(What to do):
Every line below that holds the string "clicks" must be copied.

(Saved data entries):
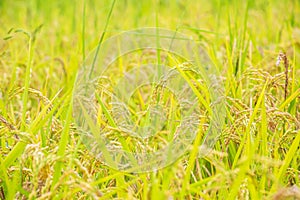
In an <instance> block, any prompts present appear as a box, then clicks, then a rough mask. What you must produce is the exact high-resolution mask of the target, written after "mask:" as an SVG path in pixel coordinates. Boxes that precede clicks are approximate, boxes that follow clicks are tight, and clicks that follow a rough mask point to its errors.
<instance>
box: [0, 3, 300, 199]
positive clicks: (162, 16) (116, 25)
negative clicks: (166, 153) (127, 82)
mask: <svg viewBox="0 0 300 200" xmlns="http://www.w3.org/2000/svg"><path fill="white" fill-rule="evenodd" d="M0 15H1V18H0V24H1V26H0V169H1V170H0V199H1V198H6V199H22V198H25V199H67V198H72V199H77V198H81V199H101V198H102V199H112V198H124V199H167V198H172V197H173V198H174V199H269V198H273V199H288V198H290V199H300V189H299V188H300V181H299V180H300V164H299V163H300V148H299V143H300V102H299V101H300V98H299V97H300V81H299V76H300V67H299V66H300V65H299V63H300V3H299V1H297V0H290V1H280V0H271V1H264V0H258V1H250V0H248V1H238V0H225V1H223V0H212V1H202V0H201V1H192V0H187V1H183V0H177V1H171V0H153V1H140V0H130V1H129V0H125V1H109V0H105V1H88V0H82V1H71V0H65V1H50V0H46V1H41V0H32V1H8V0H7V1H0ZM140 27H164V28H169V29H172V30H177V31H179V32H183V33H186V34H188V35H191V36H193V38H194V39H195V40H197V41H198V42H199V43H200V44H201V46H203V47H204V48H205V50H206V51H207V52H208V54H209V56H210V59H211V60H212V62H213V63H214V64H215V65H216V67H217V69H218V70H219V72H220V74H221V75H222V78H223V80H224V86H225V94H224V96H225V98H226V123H225V125H224V127H222V128H223V129H222V133H221V135H220V138H219V139H218V141H217V143H216V145H215V147H214V149H212V150H211V153H210V154H208V155H205V156H204V157H201V156H199V148H198V146H199V143H200V142H201V136H202V135H201V133H202V132H203V131H205V128H202V126H201V127H200V128H199V134H198V135H197V137H196V139H195V141H194V144H191V148H190V150H189V151H188V152H187V153H186V154H185V155H184V156H182V157H181V158H180V159H179V160H178V161H176V162H175V163H174V164H172V165H171V166H168V167H165V168H164V169H160V170H157V171H154V172H148V173H125V172H120V171H116V170H113V169H111V168H109V167H108V166H106V165H105V164H104V163H103V162H102V161H101V159H97V158H95V157H94V156H93V154H91V153H90V152H89V151H88V150H87V148H86V146H85V145H84V142H83V141H82V137H81V135H80V132H79V131H78V128H77V127H76V126H75V125H74V119H73V116H72V109H73V108H72V91H73V86H74V80H75V77H76V74H77V72H78V68H79V67H80V65H81V63H82V62H83V61H84V60H85V58H86V57H87V56H88V53H89V52H90V51H91V50H92V49H94V48H95V47H97V49H98V50H97V51H99V52H101V43H102V42H103V41H105V39H106V38H108V37H109V36H112V35H114V34H116V33H119V32H120V31H123V30H129V29H134V28H140ZM116 45H117V44H116ZM280 52H283V54H284V55H285V56H286V58H287V60H288V64H287V63H285V62H284V61H283V60H281V61H280V63H279V65H276V62H277V59H278V55H279V53H280ZM162 54H163V52H160V51H159V52H157V54H156V56H157V58H158V60H161V57H162ZM130 61H131V62H132V63H134V64H139V62H140V61H139V60H138V58H135V57H134V58H132V59H131V60H130ZM125 62H126V60H122V59H120V60H119V62H118V63H119V65H118V66H114V67H115V71H117V73H116V74H115V75H117V74H118V73H123V70H125V69H124V66H123V65H122V63H123V64H124V65H125ZM132 63H131V64H132ZM176 67H177V69H178V71H179V73H180V74H181V75H182V76H183V77H184V79H185V80H186V81H187V82H188V84H189V85H190V86H191V87H192V89H193V92H194V93H195V95H196V96H197V97H198V99H199V101H200V102H201V103H202V104H203V105H204V107H205V109H206V110H207V111H208V113H209V112H212V111H211V109H210V105H209V103H208V102H206V100H207V98H206V97H207V93H206V92H204V94H203V91H205V88H202V87H203V86H202V85H200V84H199V85H194V81H195V80H194V79H193V77H191V76H189V75H188V74H186V73H184V71H183V70H181V69H180V68H179V67H178V66H176ZM286 69H288V71H286ZM286 74H287V77H286ZM110 81H115V80H114V79H113V78H111V80H110ZM285 86H287V88H286V89H285ZM199 88H201V90H200V89H199ZM202 89H203V90H202ZM170 96H171V95H170ZM170 96H165V97H164V98H165V99H164V101H165V102H167V100H166V99H168V97H170ZM285 96H286V98H285ZM142 97H143V96H141V94H140V93H139V91H137V93H136V99H134V100H135V102H134V103H132V105H137V104H138V105H139V106H140V107H144V106H145V104H146V102H145V101H144V99H143V98H142ZM96 98H97V100H98V102H99V104H100V106H99V110H100V111H101V113H102V115H101V116H102V118H103V119H102V118H101V117H99V122H100V124H101V126H103V127H109V128H111V129H113V128H116V124H115V122H114V120H113V117H112V116H111V114H110V112H109V104H108V103H107V102H106V99H105V98H104V97H103V95H102V94H101V95H97V97H96ZM102 98H103V99H102ZM162 98H163V97H162ZM139 106H136V107H132V110H135V109H138V107H139ZM170 107H171V108H170V111H169V112H170V114H169V117H170V118H172V119H177V118H178V116H177V114H176V113H172V112H173V110H172V109H173V107H176V102H175V101H171V103H170ZM132 112H134V111H132ZM174 112H175V111H174ZM87 120H91V119H87ZM145 121H146V122H143V123H147V118H146V120H145ZM205 123H207V122H205V120H204V121H203V123H201V124H202V125H203V127H205ZM175 125H176V124H168V127H169V128H170V129H174V126H175ZM96 128H97V127H94V128H93V130H95V129H96ZM121 138H122V137H121ZM156 139H157V140H158V138H156ZM120 140H121V145H122V146H123V147H125V148H126V149H132V148H133V147H132V146H130V144H132V143H131V142H132V141H129V140H128V139H126V140H125V139H120ZM104 150H105V148H104ZM104 156H105V157H107V158H109V156H110V155H109V154H108V153H107V152H105V151H104Z"/></svg>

(Reply):
In an <instance> block, any prompts present appear as a box, then clicks, then a rough mask. What you must produce is the exact high-resolution mask of the target, written after "mask:" as an SVG path in pixel coordinates. Boxes that precede clicks are approximate, boxes that follow clicks are tight, and clicks that follow a rough mask point to its errors.
positive clicks: (162, 16) (116, 25)
negative clicks: (166, 153) (127, 82)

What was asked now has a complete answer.